═══ Document segment ═══
Announcing the Flink-Pulsar SQL Connector

Written by

Yufei Zhang

Topics

ConnectorsApache PulsarFlink

We are happy to announce that the Flink-Pulsar SQL Connector has been released and is available for download and use. The Flink-Pulsar SQL Connector supports querying data from and writing data to Pulsar topics with simple Flink SQL queries. With this connector, you can easily create Flink + Pulsar pipelines without writing Java or Scala. Read this blog to learn about the benefits and features of this connector and how to use it.

What is the Flink-Pulsar SQL Connector?

The Flink community provides the SQL and Table API to express Flink jobs using SQL queries. The Flink-Pulsar SQL Connector allows Flink SQL to read from and write to Pulsar topics with simple “SELECT FROM” and “INSERT INTO” statements.

Note: The Flink-Pulsar SQL Connector is implemented based on the Pulsar DataStream Connector and inherits most of the DataStream Connector’s configurations.

What are the benefits of using the Flink-Pulsar SQL Connector?

The Flink-Pulsar SQL Connector provides three key benefits:

Ease of Use: This connector allows you to discover real-time data values in Pulsar by submitting Flink jobs via SQL queries without the need to write and deploy Java. You can start queries from Pulsar topics using SQL with native tables without writing CREATE TABLE statements.
Scalability: The Flink-Pulsar SQL Connector inherits high scalability from the underlying DataStream Connector, which is designed to be scalable by using the newest source and sink APIs.
Flexibility: The Flink-Pulsar SQL Connector gives you the flexibility to subscribe to a topic pattern before a topic matching that pattern is even created. The connector is able to discover newly added topics during runtime without restarting the job.
═══
**What to do:**
1. In the Flink-Pulsar SQL Connector announcement, what connector is the Flink-Pulsar SQL Connector built on?
2. Set down word for word the part of the Flink-Pulsar SQL Connector announcement that opens with the words containing "Flexibility: The Flink-Pulsar" and closes with "restarting the job.".
═══ Data to examine ═══
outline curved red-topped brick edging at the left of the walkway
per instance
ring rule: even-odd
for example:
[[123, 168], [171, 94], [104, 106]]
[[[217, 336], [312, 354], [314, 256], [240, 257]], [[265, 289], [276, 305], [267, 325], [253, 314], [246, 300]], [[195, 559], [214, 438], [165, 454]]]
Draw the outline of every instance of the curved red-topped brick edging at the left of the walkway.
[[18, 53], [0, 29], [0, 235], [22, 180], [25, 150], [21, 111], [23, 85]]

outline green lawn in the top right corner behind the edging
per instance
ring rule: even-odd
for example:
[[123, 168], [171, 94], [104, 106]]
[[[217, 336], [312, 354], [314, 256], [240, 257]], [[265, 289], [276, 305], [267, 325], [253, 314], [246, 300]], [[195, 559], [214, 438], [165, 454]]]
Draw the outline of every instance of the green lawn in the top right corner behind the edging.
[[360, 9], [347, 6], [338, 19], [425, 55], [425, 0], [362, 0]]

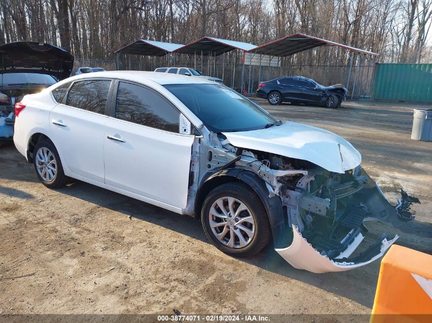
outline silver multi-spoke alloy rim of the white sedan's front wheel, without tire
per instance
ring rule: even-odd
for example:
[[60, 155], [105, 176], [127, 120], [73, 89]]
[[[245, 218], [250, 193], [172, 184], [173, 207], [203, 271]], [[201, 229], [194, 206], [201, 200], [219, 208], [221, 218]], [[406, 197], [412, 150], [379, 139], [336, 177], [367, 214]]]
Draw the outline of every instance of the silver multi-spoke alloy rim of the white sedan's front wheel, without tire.
[[210, 228], [214, 236], [231, 248], [242, 248], [256, 234], [255, 219], [247, 206], [231, 196], [218, 198], [209, 211]]

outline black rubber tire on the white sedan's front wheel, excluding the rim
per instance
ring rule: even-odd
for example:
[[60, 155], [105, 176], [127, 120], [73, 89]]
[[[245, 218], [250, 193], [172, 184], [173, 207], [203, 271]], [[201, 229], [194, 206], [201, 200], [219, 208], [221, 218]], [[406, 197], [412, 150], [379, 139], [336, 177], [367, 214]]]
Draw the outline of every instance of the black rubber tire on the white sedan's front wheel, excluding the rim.
[[[255, 221], [255, 234], [252, 238], [248, 238], [248, 243], [243, 246], [237, 246], [237, 247], [231, 247], [224, 243], [222, 243], [216, 236], [215, 233], [212, 231], [212, 228], [210, 227], [210, 209], [213, 206], [213, 204], [216, 203], [216, 201], [219, 198], [223, 197], [234, 197], [239, 202], [243, 203], [247, 207], [247, 211], [240, 212], [243, 213], [243, 216], [252, 215], [254, 221]], [[238, 208], [238, 207], [237, 207]], [[228, 211], [228, 210], [226, 210]], [[249, 211], [249, 212], [248, 212]], [[246, 212], [246, 214], [244, 214]], [[240, 216], [239, 216], [240, 217]], [[237, 219], [237, 218], [236, 218]], [[241, 219], [241, 217], [240, 217]], [[231, 219], [234, 220], [234, 217]], [[226, 220], [228, 223], [228, 219]], [[240, 183], [240, 182], [234, 182], [234, 183], [226, 183], [222, 184], [216, 188], [214, 188], [206, 197], [206, 200], [204, 200], [202, 211], [201, 211], [201, 222], [202, 227], [204, 229], [204, 232], [206, 232], [207, 237], [210, 239], [210, 241], [223, 253], [228, 254], [230, 256], [234, 257], [251, 257], [257, 253], [259, 253], [268, 243], [270, 240], [270, 224], [268, 221], [267, 213], [265, 211], [264, 206], [262, 205], [260, 198], [257, 196], [257, 194], [246, 184]], [[245, 222], [243, 222], [245, 223]], [[250, 225], [250, 223], [247, 223], [247, 225]], [[225, 228], [223, 226], [223, 228]], [[237, 227], [232, 227], [234, 229], [239, 229]], [[217, 229], [217, 230], [224, 230], [224, 229]], [[229, 229], [228, 229], [229, 230]], [[238, 230], [240, 232], [240, 230]], [[230, 234], [231, 236], [232, 231], [228, 232], [226, 235]], [[233, 235], [235, 238], [234, 240], [239, 241], [239, 237], [236, 235]], [[229, 238], [228, 238], [229, 239]], [[237, 242], [236, 242], [237, 243]], [[240, 245], [240, 242], [239, 242]]]

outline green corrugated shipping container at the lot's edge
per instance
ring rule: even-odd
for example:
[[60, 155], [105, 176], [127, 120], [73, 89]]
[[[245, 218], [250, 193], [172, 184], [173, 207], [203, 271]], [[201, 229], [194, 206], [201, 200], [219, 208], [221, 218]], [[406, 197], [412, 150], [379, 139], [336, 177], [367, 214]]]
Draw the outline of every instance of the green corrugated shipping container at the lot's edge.
[[432, 102], [432, 64], [376, 64], [372, 97]]

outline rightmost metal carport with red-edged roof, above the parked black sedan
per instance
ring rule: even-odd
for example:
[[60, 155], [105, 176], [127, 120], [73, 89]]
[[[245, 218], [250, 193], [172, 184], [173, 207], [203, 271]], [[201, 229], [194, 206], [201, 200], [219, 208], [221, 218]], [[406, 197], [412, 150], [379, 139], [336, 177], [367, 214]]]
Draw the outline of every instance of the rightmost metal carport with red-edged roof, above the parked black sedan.
[[[345, 44], [340, 44], [331, 40], [317, 38], [301, 33], [293, 34], [290, 36], [283, 37], [281, 39], [268, 42], [264, 45], [257, 46], [255, 48], [249, 49], [246, 51], [246, 53], [250, 53], [248, 55], [249, 62], [246, 61], [246, 58], [244, 58], [243, 63], [249, 65], [249, 82], [248, 82], [248, 92], [252, 92], [253, 84], [251, 83], [251, 67], [252, 67], [252, 60], [256, 58], [256, 56], [259, 55], [259, 73], [258, 73], [258, 82], [261, 81], [261, 61], [262, 56], [267, 55], [269, 58], [269, 62], [272, 58], [277, 57], [278, 58], [278, 66], [279, 66], [279, 60], [282, 57], [291, 56], [297, 53], [301, 53], [304, 51], [307, 51], [308, 49], [312, 49], [319, 46], [337, 46], [340, 48], [347, 49], [347, 51], [351, 52], [350, 54], [350, 65], [349, 65], [349, 72], [348, 72], [348, 78], [347, 78], [347, 88], [350, 86], [350, 80], [351, 80], [351, 73], [352, 73], [352, 67], [353, 67], [353, 61], [354, 61], [354, 54], [358, 54], [356, 57], [356, 60], [359, 61], [358, 66], [360, 66], [364, 60], [373, 60], [373, 66], [375, 66], [376, 58], [379, 56], [377, 53], [373, 53], [370, 51], [366, 51], [365, 49], [359, 49], [352, 46], [348, 46]], [[366, 79], [369, 79], [369, 67], [367, 70], [367, 76]], [[351, 97], [354, 95], [356, 81], [357, 81], [357, 73], [358, 68], [355, 70], [354, 74], [354, 80], [353, 80], [353, 86], [351, 90]], [[371, 76], [373, 76], [373, 71]], [[361, 76], [362, 78], [362, 76]]]

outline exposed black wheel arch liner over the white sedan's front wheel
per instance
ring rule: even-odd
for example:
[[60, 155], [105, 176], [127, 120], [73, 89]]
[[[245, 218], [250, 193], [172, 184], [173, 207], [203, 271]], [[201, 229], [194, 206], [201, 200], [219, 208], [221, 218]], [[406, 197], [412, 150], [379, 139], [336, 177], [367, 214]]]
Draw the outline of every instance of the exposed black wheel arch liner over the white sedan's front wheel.
[[288, 233], [281, 199], [278, 195], [270, 196], [265, 182], [252, 171], [228, 168], [218, 171], [207, 178], [196, 194], [195, 217], [201, 217], [203, 202], [210, 191], [219, 185], [230, 182], [242, 182], [257, 193], [266, 210], [275, 247], [286, 247]]

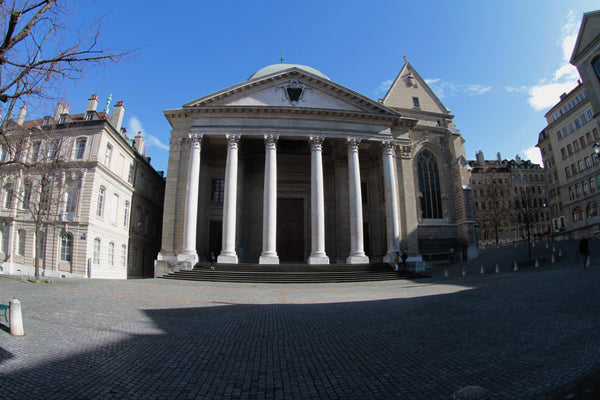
═══
**Solutions:**
1. The Pulsar DataStream Connector.

2.
Flexibility: The Flink-Pulsar SQL Connector gives you the flexibility to subscribe to a topic pattern before a topic matching that pattern is even created. The connector is able to discover newly added topics during runtime without restarting the job.